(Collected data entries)

---

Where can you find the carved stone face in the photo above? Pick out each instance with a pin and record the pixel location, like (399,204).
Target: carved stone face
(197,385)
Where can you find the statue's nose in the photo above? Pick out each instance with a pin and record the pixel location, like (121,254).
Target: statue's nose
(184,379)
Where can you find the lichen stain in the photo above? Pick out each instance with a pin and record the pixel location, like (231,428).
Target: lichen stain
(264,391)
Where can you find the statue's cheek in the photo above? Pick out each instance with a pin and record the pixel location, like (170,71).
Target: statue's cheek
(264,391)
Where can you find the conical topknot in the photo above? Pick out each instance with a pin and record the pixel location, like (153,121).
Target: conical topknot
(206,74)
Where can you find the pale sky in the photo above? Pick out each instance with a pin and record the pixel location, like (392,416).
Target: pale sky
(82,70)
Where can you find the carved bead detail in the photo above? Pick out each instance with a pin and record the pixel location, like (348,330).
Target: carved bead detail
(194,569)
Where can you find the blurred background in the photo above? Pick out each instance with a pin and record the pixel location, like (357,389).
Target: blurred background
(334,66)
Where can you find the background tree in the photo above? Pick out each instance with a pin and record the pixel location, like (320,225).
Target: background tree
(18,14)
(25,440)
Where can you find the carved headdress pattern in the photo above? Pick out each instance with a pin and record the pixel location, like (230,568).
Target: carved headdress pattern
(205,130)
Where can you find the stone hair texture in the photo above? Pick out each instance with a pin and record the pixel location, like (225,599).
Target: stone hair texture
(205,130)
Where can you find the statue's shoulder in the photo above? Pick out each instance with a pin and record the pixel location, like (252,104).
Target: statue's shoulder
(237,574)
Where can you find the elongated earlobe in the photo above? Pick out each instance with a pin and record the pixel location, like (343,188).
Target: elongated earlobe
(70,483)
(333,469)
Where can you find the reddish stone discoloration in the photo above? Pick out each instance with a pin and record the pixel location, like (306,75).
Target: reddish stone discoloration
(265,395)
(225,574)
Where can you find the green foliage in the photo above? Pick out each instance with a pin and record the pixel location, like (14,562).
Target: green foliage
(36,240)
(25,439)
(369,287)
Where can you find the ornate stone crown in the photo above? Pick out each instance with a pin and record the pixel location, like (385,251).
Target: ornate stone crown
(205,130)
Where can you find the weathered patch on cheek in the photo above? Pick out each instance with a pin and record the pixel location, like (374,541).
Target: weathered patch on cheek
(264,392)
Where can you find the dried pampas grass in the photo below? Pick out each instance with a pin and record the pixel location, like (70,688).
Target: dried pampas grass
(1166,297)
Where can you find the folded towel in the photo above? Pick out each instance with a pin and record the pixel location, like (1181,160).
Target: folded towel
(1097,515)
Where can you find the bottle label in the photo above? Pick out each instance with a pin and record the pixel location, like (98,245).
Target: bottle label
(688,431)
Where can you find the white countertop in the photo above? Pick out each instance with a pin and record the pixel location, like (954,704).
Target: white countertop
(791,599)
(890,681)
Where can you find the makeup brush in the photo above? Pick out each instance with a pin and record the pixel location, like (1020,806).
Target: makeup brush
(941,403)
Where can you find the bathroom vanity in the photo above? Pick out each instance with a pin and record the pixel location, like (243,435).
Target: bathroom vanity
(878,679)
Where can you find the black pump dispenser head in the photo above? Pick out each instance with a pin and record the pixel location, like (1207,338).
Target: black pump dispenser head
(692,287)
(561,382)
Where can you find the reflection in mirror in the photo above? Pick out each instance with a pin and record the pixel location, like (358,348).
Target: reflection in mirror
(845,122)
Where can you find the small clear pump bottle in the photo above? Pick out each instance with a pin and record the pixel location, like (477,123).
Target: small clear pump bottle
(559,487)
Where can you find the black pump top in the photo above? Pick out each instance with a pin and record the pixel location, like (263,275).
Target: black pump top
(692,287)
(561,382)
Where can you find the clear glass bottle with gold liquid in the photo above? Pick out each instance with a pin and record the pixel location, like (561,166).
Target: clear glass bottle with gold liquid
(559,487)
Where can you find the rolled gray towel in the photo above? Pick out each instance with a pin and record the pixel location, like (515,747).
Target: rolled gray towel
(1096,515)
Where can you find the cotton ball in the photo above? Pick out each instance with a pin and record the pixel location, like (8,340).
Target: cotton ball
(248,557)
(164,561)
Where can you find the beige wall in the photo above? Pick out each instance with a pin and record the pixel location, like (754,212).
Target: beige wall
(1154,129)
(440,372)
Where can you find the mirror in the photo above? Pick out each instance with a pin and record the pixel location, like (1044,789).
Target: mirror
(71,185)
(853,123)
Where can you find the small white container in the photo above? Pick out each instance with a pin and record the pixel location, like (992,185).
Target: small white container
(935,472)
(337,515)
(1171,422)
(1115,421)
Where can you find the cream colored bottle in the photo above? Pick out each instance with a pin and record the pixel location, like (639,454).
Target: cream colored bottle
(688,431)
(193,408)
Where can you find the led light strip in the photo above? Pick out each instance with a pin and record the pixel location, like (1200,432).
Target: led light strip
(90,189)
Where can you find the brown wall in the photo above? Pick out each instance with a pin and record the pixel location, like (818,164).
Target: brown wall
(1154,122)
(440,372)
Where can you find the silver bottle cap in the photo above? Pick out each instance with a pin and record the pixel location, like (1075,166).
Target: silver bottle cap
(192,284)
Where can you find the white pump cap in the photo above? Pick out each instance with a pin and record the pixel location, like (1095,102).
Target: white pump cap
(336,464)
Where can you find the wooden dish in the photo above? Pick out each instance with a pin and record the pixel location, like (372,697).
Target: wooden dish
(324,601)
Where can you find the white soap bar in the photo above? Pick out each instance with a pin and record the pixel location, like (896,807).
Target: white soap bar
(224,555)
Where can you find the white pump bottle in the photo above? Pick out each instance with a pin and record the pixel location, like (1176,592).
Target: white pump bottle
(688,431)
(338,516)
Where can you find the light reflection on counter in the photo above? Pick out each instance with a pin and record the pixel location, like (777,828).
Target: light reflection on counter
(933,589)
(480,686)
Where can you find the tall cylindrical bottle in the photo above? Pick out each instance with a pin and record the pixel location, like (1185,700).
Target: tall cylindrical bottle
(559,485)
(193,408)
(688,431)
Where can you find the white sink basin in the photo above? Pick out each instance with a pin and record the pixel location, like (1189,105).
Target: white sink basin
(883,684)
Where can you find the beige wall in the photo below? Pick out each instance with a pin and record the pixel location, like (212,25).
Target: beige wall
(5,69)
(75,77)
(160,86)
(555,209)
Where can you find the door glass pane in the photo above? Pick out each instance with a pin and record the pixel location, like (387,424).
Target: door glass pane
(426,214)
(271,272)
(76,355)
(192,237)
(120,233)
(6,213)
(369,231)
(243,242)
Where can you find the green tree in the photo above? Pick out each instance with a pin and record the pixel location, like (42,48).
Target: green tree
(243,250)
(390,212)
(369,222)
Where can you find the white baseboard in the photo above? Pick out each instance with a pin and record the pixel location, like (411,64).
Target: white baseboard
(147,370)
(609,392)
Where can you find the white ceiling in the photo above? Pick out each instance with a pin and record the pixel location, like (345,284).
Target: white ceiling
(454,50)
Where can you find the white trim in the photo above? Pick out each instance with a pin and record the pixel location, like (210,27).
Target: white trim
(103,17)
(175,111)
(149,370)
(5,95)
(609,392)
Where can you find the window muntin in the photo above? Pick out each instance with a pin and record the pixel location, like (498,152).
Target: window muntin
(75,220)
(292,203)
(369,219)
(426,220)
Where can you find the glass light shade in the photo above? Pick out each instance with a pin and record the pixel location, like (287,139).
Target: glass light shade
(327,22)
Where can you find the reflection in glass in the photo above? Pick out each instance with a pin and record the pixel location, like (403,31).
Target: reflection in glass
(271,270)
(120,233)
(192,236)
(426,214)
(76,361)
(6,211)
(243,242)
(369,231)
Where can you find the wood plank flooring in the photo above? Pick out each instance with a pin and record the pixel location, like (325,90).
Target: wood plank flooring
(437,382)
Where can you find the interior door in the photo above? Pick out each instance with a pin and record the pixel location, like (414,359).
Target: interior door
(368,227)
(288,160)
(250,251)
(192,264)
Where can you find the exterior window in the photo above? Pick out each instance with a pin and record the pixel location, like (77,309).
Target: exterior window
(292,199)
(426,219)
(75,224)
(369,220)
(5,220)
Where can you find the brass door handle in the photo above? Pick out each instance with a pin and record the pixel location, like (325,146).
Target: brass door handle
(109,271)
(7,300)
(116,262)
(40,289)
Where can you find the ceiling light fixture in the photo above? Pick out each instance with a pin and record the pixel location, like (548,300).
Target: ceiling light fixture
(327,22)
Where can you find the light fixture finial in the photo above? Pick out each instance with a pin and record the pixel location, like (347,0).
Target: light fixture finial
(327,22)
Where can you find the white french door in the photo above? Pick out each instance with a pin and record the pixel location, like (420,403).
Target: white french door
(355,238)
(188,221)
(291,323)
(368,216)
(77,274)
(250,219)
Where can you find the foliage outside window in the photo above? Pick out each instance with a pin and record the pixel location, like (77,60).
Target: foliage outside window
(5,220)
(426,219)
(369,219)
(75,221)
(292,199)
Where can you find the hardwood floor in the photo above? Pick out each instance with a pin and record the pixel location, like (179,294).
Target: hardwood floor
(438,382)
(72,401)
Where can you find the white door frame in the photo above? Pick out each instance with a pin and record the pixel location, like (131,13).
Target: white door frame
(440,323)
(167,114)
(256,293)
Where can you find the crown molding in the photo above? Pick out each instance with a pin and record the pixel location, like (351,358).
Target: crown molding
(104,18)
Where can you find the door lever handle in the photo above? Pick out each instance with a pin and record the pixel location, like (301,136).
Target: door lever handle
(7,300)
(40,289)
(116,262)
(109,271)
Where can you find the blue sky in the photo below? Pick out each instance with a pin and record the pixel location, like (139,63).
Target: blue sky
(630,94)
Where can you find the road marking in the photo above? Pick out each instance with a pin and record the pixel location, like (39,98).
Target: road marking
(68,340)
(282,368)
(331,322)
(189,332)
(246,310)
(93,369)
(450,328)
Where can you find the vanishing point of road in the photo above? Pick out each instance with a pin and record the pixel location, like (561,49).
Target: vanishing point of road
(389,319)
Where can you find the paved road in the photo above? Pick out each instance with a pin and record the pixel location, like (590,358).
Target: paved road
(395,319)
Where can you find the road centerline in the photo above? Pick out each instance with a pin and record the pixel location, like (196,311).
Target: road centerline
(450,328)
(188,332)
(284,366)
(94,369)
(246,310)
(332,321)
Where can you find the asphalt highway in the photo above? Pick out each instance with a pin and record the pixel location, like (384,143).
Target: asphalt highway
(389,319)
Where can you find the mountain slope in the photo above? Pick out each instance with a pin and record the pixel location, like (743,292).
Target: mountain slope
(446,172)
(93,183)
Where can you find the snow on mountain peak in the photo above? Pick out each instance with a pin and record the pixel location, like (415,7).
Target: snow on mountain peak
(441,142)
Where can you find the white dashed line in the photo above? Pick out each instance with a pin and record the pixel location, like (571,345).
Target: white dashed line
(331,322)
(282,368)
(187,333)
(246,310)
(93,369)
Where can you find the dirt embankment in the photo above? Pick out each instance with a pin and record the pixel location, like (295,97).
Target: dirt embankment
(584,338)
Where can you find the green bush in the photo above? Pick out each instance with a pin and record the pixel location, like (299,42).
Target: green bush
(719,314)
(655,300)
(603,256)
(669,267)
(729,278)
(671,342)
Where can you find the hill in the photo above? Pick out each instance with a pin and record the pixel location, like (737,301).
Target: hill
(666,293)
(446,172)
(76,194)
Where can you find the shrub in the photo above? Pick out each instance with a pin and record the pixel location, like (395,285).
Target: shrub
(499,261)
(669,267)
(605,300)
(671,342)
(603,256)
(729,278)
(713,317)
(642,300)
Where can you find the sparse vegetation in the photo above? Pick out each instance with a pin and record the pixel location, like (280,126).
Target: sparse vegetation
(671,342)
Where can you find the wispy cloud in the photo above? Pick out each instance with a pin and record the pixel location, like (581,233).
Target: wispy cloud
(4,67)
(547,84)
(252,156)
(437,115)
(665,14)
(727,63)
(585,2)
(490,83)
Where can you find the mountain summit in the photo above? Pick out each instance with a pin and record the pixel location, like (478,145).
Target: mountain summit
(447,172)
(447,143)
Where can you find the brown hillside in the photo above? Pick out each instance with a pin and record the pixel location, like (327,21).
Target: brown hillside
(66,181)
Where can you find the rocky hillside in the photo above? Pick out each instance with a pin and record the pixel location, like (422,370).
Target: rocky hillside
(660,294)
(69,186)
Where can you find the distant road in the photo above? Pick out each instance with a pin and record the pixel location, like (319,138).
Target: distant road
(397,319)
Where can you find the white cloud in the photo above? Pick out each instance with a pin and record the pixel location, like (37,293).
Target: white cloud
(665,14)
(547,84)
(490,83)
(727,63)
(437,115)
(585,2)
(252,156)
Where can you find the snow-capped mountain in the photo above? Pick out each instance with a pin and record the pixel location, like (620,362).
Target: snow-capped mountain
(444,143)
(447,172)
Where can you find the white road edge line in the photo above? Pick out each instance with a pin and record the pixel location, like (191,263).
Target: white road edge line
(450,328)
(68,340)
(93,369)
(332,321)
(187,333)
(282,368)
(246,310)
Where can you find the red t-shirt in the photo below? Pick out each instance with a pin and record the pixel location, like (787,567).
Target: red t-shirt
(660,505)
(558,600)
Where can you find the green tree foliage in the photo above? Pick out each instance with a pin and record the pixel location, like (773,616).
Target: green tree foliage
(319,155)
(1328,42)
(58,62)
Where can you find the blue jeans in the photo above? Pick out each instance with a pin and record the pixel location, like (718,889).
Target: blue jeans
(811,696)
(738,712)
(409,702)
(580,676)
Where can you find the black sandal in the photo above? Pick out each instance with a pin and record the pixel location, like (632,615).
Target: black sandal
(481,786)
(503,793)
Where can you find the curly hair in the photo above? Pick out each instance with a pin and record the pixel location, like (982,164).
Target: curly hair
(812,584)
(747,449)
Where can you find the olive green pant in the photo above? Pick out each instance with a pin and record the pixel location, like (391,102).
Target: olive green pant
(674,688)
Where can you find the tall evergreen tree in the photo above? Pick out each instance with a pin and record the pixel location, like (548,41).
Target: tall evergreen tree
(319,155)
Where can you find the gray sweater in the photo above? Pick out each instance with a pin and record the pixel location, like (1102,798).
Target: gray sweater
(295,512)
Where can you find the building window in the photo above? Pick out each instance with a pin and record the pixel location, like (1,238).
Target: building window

---

Instructions to follow = Note every line of the records that holds the word "building", and copy it.

Answer to this exercise =
Where can you find the building window in the photo above? Pick out each instance with a pin and record the pixel location, like (1,238).
Target: building window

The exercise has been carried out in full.